- **Page text**
She also wrote the protocol and built the study database. Once in the field, she worked closely with partners at Kenyatta National Hospital to hash out all the details, train research staff and begin recruiting participants. The research team has since enrolled 77 women, 20 of whom have become pregnant. The first two pregnant participants delivered in January.
“If the study identifies specific bacteria present pre-conception that are associated with spontaneous preterm birth, we may be able to screen women who are thinking about having a baby and treat them in advance of getting pregnant, to reduce their risk,” Lokken says of the study’s implications. “It’s a big and exciting study,”
Lokken with the study team in front of the Couples Counseling Centre at Kenyatta National Hospital. Pictured L to R are Mephis Kamanda, Bernard Makau, Lokken, Clayton Salano and Gladys Waruguru. Some staff members are not pictured.
In a creative twist, Lokken was able to “nest” her doctoral dissertation within McClelland’s parent study, and will test the hypothesis that disruptions in vaginal microbiota are linked to a lower fertility rate.
“We’re covering so much of the reproductive cycle in Scott’s study,” she says. “I’m leveraging the rich pre-conception data to hopefully shed light on a woman’s time to pregnancy, as a marker for sub-fertility.”
Named the School’s 2017-18 Magnuson Scholar, Lokken said the award has given her “the freedom of time to explore important questions that impact the dissertation and its parent study.” She recently finished a project that found Kenyan women with higher body mass index, or BMI, were 20 percent less likely to have BV episodes. She presented her findings during the annual meeting of the Infectious Diseases Society for Obstetrics and Gynecology in Park City, Utah, in August 2017.
Each year, the Magnuson Scholarship recognizes one graduate student from each of the six UW Health Sciences schools and contributes $30,000 to their education.

- **Exercise instructions**
Duplicate the whole passage on Lokken's preterm birth study word for word. The lines that come next have no connection to the text above.

- **Source material**

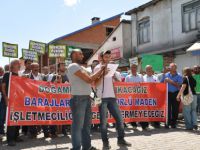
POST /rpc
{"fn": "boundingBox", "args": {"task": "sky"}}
[0,0,150,66]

- **Task output**
She also wrote the protocol and built the study database. Once in the field, she worked closely with partners at Kenyatta National Hospital to hash out all the details, train research staff and begin recruiting participants. The research team has since enrolled 77 women, 20 of whom have become pregnant. The first two pregnant participants delivered in January.
“If the study identifies specific bacteria present pre-conception that are associated with spontaneous preterm birth, we may be able to screen women who are thinking about having a baby and treat them in advance of getting pregnant, to reduce their risk,” Lokken says of the study’s implications. “It’s a big and exciting study,”
Lokken with the study team in front of the Couples Counseling Centre at Kenyatta National Hospital. Pictured L to R are Mephis Kamanda, Bernard Makau, Lokken, Clayton Salano and Gladys Waruguru. Some staff members are not pictured.
In a creative twist, Lokken was able to “nest” her doctoral dissertation within McClelland’s parent study, and will test the hypothesis that disruptions in vaginal microbiota are linked to a lower fertility rate.
“We’re covering so much of the reproductive cycle in Scott’s study,” she says. “I’m leveraging the rich pre-conception data to hopefully shed light on a woman’s time to pregnancy, as a marker for sub-fertility.”
Named the School’s 2017-18 Magnuson Scholar, Lokken said the award has given her “the freedom of time to explore important questions that impact the dissertation and its parent study.” She recently finished a project that found Kenyan women with higher body mass index, or BMI, were 20 percent less likely to have BV episodes. She presented her findings during the annual meeting of the Infectious Diseases Society for Obstetrics and Gynecology in Park City, Utah, in August 2017.
Each year, the Magnuson Scholarship recognizes one graduate student from each of the six UW Health Sciences schools and contributes $30,000 to their education.